[Data excerpts]
++++++++++
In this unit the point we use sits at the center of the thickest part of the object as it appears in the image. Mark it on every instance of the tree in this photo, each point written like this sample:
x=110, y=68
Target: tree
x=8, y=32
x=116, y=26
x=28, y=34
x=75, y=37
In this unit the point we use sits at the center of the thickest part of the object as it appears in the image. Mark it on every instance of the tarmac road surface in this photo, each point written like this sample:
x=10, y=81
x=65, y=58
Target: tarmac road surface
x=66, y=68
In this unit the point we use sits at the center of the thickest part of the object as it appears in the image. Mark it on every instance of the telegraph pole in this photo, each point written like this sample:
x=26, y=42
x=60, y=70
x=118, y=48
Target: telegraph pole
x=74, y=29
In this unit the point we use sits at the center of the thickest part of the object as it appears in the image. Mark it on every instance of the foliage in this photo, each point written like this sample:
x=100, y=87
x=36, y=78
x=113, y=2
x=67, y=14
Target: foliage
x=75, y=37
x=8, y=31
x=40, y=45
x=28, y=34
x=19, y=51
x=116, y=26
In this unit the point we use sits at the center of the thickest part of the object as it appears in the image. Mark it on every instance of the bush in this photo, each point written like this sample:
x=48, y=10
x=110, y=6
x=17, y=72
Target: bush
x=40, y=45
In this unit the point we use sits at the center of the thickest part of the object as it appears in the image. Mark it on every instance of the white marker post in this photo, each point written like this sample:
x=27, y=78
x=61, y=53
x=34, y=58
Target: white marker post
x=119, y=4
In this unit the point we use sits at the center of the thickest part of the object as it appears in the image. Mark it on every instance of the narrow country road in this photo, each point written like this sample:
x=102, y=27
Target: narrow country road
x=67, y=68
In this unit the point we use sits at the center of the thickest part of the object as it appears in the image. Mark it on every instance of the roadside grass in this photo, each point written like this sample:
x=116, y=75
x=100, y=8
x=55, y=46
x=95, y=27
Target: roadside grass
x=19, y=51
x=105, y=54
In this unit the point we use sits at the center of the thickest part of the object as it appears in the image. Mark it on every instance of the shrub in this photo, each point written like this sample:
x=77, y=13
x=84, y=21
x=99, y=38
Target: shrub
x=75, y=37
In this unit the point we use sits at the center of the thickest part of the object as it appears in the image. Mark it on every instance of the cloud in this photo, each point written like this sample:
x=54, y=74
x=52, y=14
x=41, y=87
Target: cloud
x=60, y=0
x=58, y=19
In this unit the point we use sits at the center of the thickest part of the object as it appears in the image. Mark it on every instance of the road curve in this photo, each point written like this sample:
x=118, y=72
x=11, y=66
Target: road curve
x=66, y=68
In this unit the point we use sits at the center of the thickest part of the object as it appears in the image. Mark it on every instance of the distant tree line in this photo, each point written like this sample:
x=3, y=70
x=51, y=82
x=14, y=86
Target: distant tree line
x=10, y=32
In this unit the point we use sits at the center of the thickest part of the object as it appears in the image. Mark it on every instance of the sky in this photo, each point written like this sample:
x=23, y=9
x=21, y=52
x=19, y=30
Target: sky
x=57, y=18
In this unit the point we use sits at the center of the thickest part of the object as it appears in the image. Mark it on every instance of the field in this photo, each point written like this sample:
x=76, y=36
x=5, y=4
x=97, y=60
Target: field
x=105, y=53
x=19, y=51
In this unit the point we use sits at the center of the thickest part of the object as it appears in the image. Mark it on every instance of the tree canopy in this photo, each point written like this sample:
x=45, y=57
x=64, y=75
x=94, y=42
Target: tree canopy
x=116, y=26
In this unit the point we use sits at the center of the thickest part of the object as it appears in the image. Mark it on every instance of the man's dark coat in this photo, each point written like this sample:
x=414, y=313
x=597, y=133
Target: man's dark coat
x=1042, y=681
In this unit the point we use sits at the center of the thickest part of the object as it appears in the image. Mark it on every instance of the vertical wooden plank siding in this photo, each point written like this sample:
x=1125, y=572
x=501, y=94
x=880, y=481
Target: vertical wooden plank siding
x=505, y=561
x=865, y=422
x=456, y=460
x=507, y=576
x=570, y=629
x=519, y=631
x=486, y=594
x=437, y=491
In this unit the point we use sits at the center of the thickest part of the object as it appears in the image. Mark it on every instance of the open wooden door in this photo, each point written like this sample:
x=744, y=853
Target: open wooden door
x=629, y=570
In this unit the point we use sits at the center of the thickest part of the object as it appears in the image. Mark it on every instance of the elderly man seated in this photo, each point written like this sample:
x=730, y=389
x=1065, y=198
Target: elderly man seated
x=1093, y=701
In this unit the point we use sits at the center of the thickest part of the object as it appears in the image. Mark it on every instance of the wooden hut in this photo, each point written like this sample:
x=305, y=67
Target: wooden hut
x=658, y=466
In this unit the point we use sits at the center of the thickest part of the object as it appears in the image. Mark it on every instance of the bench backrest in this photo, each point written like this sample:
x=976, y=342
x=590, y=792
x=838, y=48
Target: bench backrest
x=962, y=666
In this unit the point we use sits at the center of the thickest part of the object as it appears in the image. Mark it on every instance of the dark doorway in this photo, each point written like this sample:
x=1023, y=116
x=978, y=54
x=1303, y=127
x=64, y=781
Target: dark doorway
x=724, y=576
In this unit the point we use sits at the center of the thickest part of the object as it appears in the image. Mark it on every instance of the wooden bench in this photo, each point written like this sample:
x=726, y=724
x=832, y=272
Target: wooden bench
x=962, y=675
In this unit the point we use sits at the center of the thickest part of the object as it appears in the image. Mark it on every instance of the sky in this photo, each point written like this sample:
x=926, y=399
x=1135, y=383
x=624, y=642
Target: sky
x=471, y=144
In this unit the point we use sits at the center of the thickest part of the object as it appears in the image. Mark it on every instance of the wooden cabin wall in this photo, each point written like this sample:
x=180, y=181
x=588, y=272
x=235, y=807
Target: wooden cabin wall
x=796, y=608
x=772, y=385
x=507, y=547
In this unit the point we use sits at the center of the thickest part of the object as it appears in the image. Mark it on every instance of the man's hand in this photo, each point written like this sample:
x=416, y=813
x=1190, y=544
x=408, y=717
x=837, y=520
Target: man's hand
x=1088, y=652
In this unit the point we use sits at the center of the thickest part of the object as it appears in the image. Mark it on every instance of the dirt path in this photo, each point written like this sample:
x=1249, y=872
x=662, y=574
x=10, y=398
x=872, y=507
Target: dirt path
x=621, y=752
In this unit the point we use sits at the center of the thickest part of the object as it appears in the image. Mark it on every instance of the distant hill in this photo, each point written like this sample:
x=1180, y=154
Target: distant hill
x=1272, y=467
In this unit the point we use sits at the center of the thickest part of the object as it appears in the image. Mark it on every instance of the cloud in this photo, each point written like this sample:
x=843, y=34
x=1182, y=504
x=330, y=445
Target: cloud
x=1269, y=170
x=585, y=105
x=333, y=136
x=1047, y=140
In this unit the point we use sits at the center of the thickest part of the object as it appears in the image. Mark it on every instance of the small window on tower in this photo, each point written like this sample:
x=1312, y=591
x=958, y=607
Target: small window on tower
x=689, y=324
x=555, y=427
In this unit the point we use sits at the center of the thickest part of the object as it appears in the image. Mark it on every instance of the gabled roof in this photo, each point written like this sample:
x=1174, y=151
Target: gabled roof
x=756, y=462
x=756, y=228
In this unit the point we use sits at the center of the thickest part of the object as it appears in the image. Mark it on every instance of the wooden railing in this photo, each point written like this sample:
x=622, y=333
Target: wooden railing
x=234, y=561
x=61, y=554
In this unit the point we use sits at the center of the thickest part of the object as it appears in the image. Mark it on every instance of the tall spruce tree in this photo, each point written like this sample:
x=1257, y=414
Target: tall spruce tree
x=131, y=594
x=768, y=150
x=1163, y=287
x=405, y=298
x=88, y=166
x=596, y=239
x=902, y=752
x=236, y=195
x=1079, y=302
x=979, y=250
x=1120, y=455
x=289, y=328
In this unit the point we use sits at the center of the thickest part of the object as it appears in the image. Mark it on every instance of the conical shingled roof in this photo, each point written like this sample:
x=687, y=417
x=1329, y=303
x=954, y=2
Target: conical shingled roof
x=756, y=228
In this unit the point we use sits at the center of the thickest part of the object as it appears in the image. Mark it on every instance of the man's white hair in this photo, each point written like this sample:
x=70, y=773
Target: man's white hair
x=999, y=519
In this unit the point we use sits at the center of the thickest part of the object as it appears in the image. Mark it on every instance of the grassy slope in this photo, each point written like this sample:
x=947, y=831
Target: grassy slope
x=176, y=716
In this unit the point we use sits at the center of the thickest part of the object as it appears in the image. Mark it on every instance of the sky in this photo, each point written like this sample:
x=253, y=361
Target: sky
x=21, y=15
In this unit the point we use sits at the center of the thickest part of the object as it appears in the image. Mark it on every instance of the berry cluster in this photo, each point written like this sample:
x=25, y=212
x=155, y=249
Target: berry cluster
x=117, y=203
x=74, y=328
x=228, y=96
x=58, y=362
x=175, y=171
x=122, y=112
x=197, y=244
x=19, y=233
++++++++++
_Problem details_: With the line holding "Target: dirt path" as the first and the line holding "x=1180, y=154" as the last, set down that range of the entries above exactly, and nothing else.

_Solution for this task_:
Target: dirt path
x=621, y=752
In this unit the point we use sits at the center of the thickest part of the object as it appears in the image. Mark it on every instance of the distant hill in this photo, each point written like this sample:
x=1180, y=154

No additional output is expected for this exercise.